Duplicate the part of the reflection on hosanna and hallelujah below, starting with "Over the weekend, Governor" and going on through "practicing social distancing.".

TEXT BLOCK:

+ + + + + + +

What we can learn from these ancient texts is that Empire will consistently demand that our economy be the primary sign of well-being. However, a much greater sign is our capacity to love and to serve others in the midst of terrible times, not leaving the vulnerable or seemingly “unproductive” behind.
This past week, Rev. Jim Keat from the Riverside Church also urged us preachers not to get our hosannas mixed up with our hallelujahs.  We remember that the disciples who entered Jerusalem that day were shouting Hosanna, not Hallelujah. Hosanna means “save us,” “help us.” They were not praising so much as praying for help and assistance. Why? Because they felt oppressed by those who could not “see” them, by those who could not “see” their labor, by those who consistently elevated the mighty over the weak, and by those who would take economic advantage of their poverty and lack of resources.
Over the weekend, Governor Hogan urged all Marylanders to pray or reflect today—whatever their faith—on the lives we have lost around the world and for those who are trying to fight this hard battle against an invisible, deadly virus. In so many words, he urged Marylanders to engage in a “hosanna” moment by praying for each other, by blessing the dead and dying, and by extending our care and concern for those who are collectively putting their lives at risk to serve and help the community. Truly, it was an inspiring and poignant moment to see civic leader lifting up the truth that every one of us has a part to play—some by serving on the front lines in hospitals and medical units, some by keeping our essential services functioning, some by simply showing up to do what needs to be done, and many by staying home and practicing social distancing.

+ + + + + + +

LISTED RECORDS:
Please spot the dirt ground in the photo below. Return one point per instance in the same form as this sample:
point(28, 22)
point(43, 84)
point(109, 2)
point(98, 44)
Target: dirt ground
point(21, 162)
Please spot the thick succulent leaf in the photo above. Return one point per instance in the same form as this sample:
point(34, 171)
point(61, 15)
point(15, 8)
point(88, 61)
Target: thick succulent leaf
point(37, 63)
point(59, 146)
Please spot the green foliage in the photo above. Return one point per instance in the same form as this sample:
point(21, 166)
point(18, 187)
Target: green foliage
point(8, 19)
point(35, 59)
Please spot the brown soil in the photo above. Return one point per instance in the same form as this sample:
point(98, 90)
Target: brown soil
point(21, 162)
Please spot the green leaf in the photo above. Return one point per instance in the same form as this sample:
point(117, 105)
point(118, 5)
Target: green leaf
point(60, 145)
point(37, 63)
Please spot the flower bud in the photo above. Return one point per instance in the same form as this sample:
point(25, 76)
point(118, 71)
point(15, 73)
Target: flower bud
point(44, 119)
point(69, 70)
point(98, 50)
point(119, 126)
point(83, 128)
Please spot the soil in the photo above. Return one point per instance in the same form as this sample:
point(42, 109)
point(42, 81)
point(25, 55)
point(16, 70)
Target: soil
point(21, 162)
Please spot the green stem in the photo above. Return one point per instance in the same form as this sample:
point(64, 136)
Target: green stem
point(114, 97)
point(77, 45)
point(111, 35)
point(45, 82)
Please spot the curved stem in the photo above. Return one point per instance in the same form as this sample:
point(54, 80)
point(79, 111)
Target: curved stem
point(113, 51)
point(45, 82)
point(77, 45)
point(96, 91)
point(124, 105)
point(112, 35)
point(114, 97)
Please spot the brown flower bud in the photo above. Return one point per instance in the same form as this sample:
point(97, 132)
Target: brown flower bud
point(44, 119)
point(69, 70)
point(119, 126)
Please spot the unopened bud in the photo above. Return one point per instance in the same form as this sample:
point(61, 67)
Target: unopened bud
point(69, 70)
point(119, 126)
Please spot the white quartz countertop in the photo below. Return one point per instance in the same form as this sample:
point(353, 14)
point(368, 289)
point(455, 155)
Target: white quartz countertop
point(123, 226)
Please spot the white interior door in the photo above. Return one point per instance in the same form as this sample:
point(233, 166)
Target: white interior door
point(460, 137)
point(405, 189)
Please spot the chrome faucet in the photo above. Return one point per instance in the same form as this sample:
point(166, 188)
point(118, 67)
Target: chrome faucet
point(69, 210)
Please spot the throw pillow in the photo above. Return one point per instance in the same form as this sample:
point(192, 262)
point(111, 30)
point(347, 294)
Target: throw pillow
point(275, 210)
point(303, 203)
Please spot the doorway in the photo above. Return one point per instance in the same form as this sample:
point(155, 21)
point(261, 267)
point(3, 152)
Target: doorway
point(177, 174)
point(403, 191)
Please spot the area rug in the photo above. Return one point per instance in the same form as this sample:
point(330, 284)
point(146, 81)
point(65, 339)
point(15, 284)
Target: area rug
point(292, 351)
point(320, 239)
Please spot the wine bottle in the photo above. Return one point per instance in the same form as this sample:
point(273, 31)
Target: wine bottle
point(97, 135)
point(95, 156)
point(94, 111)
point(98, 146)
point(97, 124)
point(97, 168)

+ + + + + + +

EXERCISE SOLUTION:
Over the weekend, Governor Hogan urged all Marylanders to pray or reflect today—whatever their faith—on the lives we have lost around the world and for those who are trying to fight this hard battle against an invisible, deadly virus. In so many words, he urged Marylanders to engage in a “hosanna” moment by praying for each other, by blessing the dead and dying, and by extending our care and concern for those who are collectively putting their lives at risk to serve and help the community. Truly, it was an inspiring and poignant moment to see civic leader lifting up the truth that every one of us has a part to play—some by serving on the front lines in hospitals and medical units, some by keeping our essential services functioning, some by simply showing up to do what needs to be done, and many by staying home and practicing social distancing.